= Short task =
Please rewrite the rows below as a JSON list of strings, one string per line, leaving out blank lines and the pictures.

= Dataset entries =
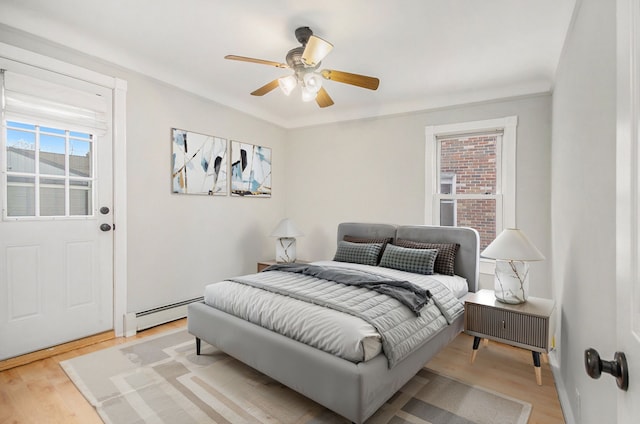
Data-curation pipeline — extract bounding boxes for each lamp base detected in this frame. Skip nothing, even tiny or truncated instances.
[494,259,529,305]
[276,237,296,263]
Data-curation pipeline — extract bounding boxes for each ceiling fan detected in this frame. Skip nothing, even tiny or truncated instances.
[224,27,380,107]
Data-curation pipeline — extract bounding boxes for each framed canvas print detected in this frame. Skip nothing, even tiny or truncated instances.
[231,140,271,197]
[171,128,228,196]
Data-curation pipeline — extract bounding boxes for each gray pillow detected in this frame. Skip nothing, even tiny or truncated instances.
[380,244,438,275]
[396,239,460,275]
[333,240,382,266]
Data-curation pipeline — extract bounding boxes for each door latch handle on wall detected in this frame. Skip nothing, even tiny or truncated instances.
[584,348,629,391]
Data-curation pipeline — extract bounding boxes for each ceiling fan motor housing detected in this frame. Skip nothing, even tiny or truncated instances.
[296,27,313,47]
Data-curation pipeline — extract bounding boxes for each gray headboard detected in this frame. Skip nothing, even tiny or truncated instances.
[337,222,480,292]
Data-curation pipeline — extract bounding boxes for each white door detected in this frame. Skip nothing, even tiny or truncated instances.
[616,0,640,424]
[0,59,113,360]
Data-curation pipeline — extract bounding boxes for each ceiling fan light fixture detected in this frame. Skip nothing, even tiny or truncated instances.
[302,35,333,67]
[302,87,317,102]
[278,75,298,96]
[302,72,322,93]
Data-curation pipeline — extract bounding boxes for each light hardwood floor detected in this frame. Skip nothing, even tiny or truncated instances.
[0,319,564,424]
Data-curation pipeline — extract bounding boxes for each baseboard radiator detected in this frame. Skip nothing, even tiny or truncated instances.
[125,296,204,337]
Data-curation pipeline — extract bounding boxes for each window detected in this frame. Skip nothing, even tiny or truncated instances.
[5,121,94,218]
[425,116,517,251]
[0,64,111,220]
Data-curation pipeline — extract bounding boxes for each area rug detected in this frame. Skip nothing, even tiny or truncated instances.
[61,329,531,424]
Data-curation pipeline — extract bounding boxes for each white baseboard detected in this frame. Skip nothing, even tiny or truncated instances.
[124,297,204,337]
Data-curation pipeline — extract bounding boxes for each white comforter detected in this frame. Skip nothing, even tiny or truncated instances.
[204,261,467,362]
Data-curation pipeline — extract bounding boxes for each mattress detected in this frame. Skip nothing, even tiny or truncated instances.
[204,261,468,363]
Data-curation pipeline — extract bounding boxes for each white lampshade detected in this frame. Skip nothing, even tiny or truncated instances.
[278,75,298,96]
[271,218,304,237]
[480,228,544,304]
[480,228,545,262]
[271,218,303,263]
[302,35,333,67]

= The solution =
[
  "Data-curation pipeline — extract bounding boxes for each lamp base detected in this frame. Skip nothing, even tiny or truncated instances.",
  "[494,259,529,305]",
  "[276,237,296,263]",
  "Data-curation pipeline — extract bounding boxes for each ceiling fan detected in this frame. Skip nothing, even tiny or truncated instances.",
  "[224,27,380,107]",
  "Data-curation pipeline — extract bounding boxes for each framed canvas print detected in this frame. Skip nothing, even tiny or truncated instances.",
  "[231,140,271,197]",
  "[171,128,228,196]",
  "Data-curation pipeline — extract bounding boxes for each gray pillow detected in this frame. Skip nothing, even tiny or truncated instances.",
  "[380,244,438,275]",
  "[396,239,460,275]",
  "[333,240,382,266]",
  "Data-curation pipeline — extract bounding boxes for each door latch handle on wall detected in this frame. Skip nothing, even tiny or truncated instances.",
  "[584,348,629,391]",
  "Data-curation pipeline — extract bounding boxes for each ceiling fan motor housing detected in this frame. Skip nothing, even tiny or truncated instances.",
  "[296,27,313,47]",
  "Data-curation pipeline — extract bounding boxes for each gray headboard detected in this frame. Skip nothing, even tiny or truncated instances.",
  "[337,222,480,292]",
  "Data-curation pipeline — extract bounding boxes for each white door detected in this frame. Skip nothing, even tiny or truncated instances.",
  "[616,0,640,424]",
  "[0,59,113,360]",
  "Data-curation pipeline — extract bounding boxes for each ceiling fan light fixture detected in this frame. Skip nothing, even tiny or truncated instances.",
  "[302,35,333,67]",
  "[302,87,317,102]",
  "[278,75,298,96]",
  "[302,72,322,93]",
  "Data-curation pipeline — extract bounding boxes for each light hardwood floor detected in this frame. Skip nothing, even tiny or truncated instances.",
  "[0,319,564,424]",
  "Data-curation pipeline — extract bounding boxes for each baseboard radiator detected in this frame. Skip nothing, even tiny or truncated instances.",
  "[125,296,204,337]",
  "Data-curation pipeline — extract bounding boxes for each window detected in this frame. Skip nothing, even tiny or truncated instances.",
  "[5,121,94,218]",
  "[425,116,517,251]",
  "[0,64,111,220]",
  "Data-curation pipeline — extract bounding boxes for each area rug detected in this frame. Skip nothing, even tiny or truncated instances.",
  "[61,329,531,424]",
  "Data-curation pipeline — extract bounding boxes for each white baseboard detected in this frame. Skip nothing, even tiny or truncated instances.",
  "[124,297,204,337]",
  "Data-curation pipeline — extract bounding boxes for each white comforter detected in this frame. Skip nothing, even tiny or truncated instances.",
  "[204,261,467,362]",
  "Data-curation pipeline — extract bounding boxes for each mattress detected in this frame. Skip nothing, even tiny or truncated instances.",
  "[204,261,468,363]",
  "Data-curation pipeline — extract bounding boxes for each white lampshade detected in this frame. Skip nothing, even tiny or truncated instances.",
  "[278,75,298,96]",
  "[271,218,304,237]",
  "[480,228,544,304]",
  "[480,228,545,262]",
  "[271,218,303,263]",
  "[302,35,333,67]"
]